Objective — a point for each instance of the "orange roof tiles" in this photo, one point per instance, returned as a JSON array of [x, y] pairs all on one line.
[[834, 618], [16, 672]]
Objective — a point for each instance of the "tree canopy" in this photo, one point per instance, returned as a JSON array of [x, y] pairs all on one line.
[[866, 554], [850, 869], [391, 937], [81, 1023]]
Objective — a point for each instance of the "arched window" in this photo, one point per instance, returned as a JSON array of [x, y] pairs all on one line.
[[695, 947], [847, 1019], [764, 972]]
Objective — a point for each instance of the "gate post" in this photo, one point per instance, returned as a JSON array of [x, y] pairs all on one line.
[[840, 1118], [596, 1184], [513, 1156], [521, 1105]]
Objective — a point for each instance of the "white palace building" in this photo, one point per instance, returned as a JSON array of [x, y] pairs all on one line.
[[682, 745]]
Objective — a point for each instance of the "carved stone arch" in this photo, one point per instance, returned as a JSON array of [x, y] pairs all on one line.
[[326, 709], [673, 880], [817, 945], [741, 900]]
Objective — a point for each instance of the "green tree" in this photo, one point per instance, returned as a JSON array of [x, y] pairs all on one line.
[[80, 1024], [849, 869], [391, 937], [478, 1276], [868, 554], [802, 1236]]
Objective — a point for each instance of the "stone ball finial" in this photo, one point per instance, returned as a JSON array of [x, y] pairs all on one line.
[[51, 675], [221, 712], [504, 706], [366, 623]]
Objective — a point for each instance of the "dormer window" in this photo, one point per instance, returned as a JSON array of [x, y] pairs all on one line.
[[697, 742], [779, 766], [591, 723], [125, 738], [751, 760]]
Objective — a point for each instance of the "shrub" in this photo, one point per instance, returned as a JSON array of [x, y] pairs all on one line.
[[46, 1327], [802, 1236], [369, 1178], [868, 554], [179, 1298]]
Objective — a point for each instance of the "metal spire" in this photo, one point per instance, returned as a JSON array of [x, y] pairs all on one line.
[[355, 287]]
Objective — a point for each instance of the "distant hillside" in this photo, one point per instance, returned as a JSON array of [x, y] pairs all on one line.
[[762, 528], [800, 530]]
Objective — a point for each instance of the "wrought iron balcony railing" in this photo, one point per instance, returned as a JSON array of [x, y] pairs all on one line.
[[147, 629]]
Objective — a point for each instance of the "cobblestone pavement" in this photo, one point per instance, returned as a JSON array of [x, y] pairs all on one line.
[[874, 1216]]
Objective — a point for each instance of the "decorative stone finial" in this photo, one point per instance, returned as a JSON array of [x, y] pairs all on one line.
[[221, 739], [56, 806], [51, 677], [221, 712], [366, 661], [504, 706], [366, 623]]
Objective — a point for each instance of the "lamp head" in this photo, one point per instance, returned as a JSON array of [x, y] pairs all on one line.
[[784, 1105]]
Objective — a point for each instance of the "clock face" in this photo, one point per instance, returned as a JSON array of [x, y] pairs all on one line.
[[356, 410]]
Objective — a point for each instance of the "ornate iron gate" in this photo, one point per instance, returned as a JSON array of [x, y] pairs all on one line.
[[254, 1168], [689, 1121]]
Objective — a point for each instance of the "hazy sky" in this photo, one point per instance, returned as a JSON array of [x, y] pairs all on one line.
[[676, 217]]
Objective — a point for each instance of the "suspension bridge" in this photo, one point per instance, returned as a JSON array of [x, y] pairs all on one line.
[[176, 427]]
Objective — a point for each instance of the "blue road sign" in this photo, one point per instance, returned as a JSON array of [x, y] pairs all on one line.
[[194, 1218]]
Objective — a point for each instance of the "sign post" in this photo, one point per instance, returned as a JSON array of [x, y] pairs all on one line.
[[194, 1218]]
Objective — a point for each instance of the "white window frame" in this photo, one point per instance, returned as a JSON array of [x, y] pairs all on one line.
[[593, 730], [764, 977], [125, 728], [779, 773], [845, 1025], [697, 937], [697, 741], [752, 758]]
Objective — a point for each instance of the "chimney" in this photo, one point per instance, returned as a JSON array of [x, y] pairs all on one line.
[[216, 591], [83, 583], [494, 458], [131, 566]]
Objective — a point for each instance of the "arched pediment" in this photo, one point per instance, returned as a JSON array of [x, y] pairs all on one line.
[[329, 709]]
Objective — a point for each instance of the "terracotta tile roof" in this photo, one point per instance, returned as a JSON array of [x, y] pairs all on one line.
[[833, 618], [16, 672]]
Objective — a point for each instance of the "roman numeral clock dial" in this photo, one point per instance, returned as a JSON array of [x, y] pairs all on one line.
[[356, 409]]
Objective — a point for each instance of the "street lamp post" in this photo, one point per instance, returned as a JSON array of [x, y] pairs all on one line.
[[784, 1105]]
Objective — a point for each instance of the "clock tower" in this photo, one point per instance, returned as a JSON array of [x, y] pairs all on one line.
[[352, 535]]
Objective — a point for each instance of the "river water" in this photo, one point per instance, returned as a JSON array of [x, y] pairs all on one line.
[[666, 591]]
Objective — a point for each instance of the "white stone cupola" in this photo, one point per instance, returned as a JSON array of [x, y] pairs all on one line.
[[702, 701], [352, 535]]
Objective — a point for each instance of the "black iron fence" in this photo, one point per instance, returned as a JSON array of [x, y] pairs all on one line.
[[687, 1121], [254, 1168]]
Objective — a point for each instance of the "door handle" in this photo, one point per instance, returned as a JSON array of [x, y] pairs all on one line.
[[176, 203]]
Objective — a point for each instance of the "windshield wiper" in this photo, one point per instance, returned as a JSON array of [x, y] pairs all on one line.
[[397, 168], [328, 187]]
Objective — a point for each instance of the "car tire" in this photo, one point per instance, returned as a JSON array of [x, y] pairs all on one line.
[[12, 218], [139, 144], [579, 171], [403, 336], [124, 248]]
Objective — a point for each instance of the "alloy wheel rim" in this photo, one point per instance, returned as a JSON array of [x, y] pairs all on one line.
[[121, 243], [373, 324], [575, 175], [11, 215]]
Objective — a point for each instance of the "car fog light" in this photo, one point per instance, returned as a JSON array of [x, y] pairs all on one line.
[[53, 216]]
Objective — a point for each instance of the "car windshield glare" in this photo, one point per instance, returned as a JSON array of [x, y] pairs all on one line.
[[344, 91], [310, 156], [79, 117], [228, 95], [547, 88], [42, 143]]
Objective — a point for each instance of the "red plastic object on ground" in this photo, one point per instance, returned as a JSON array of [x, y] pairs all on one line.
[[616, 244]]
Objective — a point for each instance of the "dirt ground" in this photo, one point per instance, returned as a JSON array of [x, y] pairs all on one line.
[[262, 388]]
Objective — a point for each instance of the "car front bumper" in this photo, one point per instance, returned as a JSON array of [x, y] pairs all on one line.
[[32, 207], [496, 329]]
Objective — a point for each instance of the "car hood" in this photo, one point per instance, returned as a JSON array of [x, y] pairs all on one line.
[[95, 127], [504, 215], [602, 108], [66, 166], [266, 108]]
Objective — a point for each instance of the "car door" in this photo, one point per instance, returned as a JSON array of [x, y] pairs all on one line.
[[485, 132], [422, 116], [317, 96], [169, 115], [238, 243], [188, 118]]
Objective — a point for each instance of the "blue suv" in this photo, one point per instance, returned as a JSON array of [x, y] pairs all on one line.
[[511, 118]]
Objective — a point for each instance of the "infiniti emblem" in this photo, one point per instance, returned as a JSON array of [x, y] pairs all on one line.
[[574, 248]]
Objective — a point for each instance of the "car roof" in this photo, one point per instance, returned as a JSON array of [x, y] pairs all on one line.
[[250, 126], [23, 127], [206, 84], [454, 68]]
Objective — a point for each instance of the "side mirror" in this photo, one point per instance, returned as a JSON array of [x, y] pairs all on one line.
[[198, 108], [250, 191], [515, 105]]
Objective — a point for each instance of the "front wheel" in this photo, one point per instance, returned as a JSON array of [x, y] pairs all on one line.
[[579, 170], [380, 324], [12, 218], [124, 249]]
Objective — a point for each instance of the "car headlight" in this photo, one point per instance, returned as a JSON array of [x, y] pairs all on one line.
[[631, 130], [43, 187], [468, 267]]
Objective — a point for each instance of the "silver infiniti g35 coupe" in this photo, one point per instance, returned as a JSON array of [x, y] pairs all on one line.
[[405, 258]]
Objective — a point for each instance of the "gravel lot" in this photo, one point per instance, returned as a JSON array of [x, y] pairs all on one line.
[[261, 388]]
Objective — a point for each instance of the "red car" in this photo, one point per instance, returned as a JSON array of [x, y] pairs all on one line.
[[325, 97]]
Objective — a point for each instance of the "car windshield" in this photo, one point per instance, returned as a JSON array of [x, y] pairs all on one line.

What the task requires >>
Reproduce the records above word for word, from their first line through the line containing "[[695, 947], [847, 1019], [764, 972]]", including that line.

Expected answer >>
Objective — a point for each instance of the "orange roof tiles" in this photo, one point per instance, returned as a JSON array of [x, y] pairs all on one line.
[[834, 618], [16, 672]]
Objective — a point for each instance of the "tree canopy" in this photo, one point per instance, returned as a JSON array of [x, y] pairs all on one line.
[[866, 554], [850, 869], [391, 937], [81, 1023]]
Objective — a point for each instance of the "arched window" in this photo, one point per instance, returned as a JSON array of [x, y] pairs all on one line.
[[695, 947], [847, 1019], [764, 972]]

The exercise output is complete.